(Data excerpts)
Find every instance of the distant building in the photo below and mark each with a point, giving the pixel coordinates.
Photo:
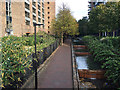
(94, 3)
(18, 18)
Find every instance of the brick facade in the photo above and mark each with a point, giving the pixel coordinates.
(19, 19)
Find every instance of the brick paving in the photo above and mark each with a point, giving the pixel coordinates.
(58, 73)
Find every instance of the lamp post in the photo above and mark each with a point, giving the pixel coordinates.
(35, 66)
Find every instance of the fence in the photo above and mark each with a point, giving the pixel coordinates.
(98, 74)
(41, 57)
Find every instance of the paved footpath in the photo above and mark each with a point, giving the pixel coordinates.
(58, 73)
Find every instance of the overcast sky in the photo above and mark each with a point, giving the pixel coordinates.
(79, 8)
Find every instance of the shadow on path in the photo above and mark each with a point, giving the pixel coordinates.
(58, 73)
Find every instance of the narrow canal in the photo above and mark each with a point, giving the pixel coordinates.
(87, 75)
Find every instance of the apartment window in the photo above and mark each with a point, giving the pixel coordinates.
(48, 2)
(48, 17)
(43, 23)
(39, 13)
(34, 10)
(39, 19)
(6, 6)
(42, 15)
(6, 13)
(34, 17)
(42, 4)
(38, 7)
(27, 6)
(42, 10)
(39, 1)
(27, 22)
(33, 3)
(27, 14)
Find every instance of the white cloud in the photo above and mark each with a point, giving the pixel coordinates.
(79, 8)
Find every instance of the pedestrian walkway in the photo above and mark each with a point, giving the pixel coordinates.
(58, 73)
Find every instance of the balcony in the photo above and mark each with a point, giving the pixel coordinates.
(26, 18)
(27, 10)
(34, 14)
(89, 6)
(27, 1)
(34, 6)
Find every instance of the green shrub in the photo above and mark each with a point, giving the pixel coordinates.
(106, 51)
(15, 52)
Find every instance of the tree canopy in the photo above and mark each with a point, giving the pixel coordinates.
(64, 24)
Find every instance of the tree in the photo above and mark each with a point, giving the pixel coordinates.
(105, 18)
(96, 19)
(64, 24)
(83, 26)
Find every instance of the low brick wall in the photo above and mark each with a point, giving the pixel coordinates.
(82, 53)
(79, 46)
(98, 74)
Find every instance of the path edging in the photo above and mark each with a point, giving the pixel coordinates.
(41, 68)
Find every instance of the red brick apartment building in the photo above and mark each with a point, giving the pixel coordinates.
(17, 17)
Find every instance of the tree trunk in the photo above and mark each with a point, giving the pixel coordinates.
(99, 34)
(113, 33)
(62, 39)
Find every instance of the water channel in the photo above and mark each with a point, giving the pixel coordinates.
(83, 64)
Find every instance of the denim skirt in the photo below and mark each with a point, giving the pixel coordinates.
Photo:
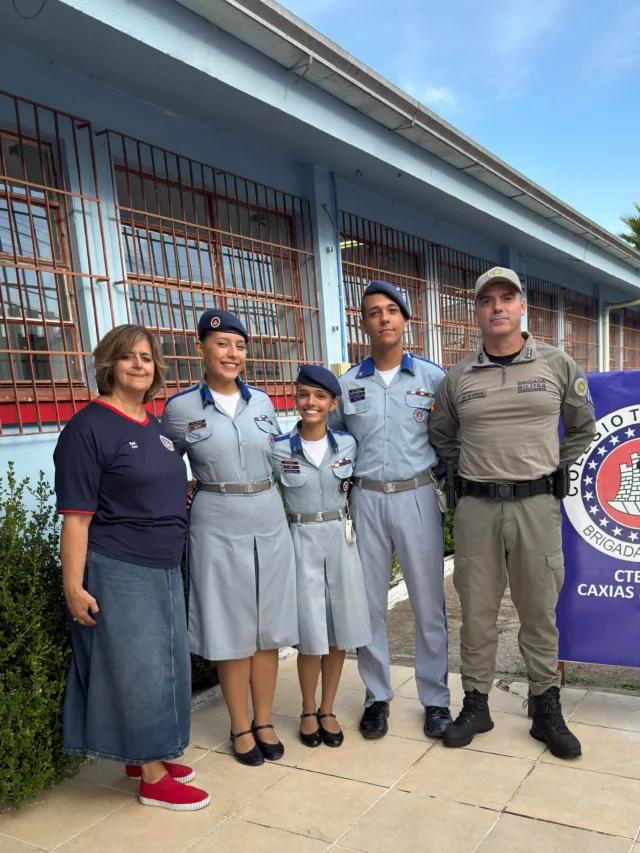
(128, 692)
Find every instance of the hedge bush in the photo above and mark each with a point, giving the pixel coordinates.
(34, 647)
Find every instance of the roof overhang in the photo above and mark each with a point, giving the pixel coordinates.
(274, 31)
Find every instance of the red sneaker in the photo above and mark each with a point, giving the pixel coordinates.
(179, 772)
(168, 794)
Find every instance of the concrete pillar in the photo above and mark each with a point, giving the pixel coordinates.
(320, 189)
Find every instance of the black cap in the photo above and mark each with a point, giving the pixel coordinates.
(388, 290)
(218, 320)
(318, 377)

• **Exercise prompt**: Once the images are removed, print the remaining data exactly as it appears above.

• **Answer section**:
Find every instance of the distant building in the photo below and mark each with a point, giving the pixel coordinates.
Photo:
(94, 3)
(18, 18)
Find every instance of the brick facade in the photo above and mark each with a point, giving the pixel coordinates.
(19, 19)
Find every instance of the brick paving in the photo above and mark each with a point, giving the pixel coordinates.
(58, 73)
Find every instance of the lamp post in the photo above and mark each with a point, giving the pixel coordinates.
(35, 66)
Find every instance of the fence in the photo above and mark each with a point, giving the pixel coordinates.
(98, 74)
(41, 57)
Find every instance of the paved footpath in the photo above and mark each with a point, giving the pixel coordinates.
(58, 73)
Find every instance of the overcast sky in the photo above and mark each with a point, giving the pixel coordinates.
(79, 8)
Find every instance of the shadow on path in the photo above and mark each with a point, giving the pixel coordinates.
(58, 73)
Find every instance of the narrow canal in the photo above and mark each with a point, giving the pixel coordinates.
(87, 75)
Find every instance of the apartment window in the photo above and mark each with a point, giving the pixel coordinates.
(48, 2)
(48, 17)
(43, 23)
(39, 13)
(34, 10)
(39, 19)
(6, 6)
(42, 15)
(6, 13)
(34, 17)
(42, 4)
(38, 7)
(27, 6)
(42, 10)
(39, 1)
(27, 22)
(33, 3)
(27, 14)
Find every instance of the white cloud in the photo above and mark each with a point, giving the pixel coordinates.
(79, 8)
Find every instance of the pedestrian walkway in the photo above and mark each with a point, giving the pixel coordinates.
(58, 73)
Find every instance of the balcony in the photo above and mark each with a point, giving the pixel coordinates.
(26, 18)
(27, 10)
(34, 14)
(89, 6)
(27, 1)
(34, 6)
Find every instance of the green shrub in the photo above and mark each with a point, giving the pixel coordinates.
(106, 51)
(15, 52)
Find every instance of the tree canopy in the photo above and mark each with a point, giving the pixel coordinates.
(64, 24)
Find every instance of the tree in the photo above and mark each with a point, giving the pixel coordinates.
(105, 18)
(96, 19)
(64, 24)
(83, 26)
Find every instance of the low brick wall in the photo above and mark each with a point, giving the pixel coordinates.
(82, 53)
(79, 46)
(98, 74)
Find every instance of the path edging in the photo above and mark each with a point, giving the pixel coordinates.
(41, 68)
Find every instance of the red brick apartment building in the photo above and mark each with a point, giving the pixel coordinates.
(17, 17)
Find every instance of the tree trunk in the photo above and mark each with a point, giving the pixel coordinates.
(99, 34)
(113, 33)
(62, 39)
Find every instance of the water channel in the photo above and mark each with a point, giving the pixel coordinates.
(83, 64)
Find every instance of the denim skirt in the photo below and mark each with a point, giving the pixel coordinates.
Photo:
(128, 692)
Find every instance of the hedge bush in the photo above and mark each with a point, giving the pixel coordinates.
(34, 647)
Find every instance of the roof overhang in the photo above and mark each with a point, giving the pixel coordinates.
(274, 31)
Find every instance of the red sneaker in the photo above and mark each with a point, giving the pixel coordinates.
(179, 772)
(168, 794)
Find every instance of the concrete pillar in the photo above and mark each with a point, giving the pixel coordinates.
(320, 189)
Find every instance of the black cap in the photo above and mark each with a point, giving the pixel coordinates.
(388, 290)
(218, 320)
(318, 377)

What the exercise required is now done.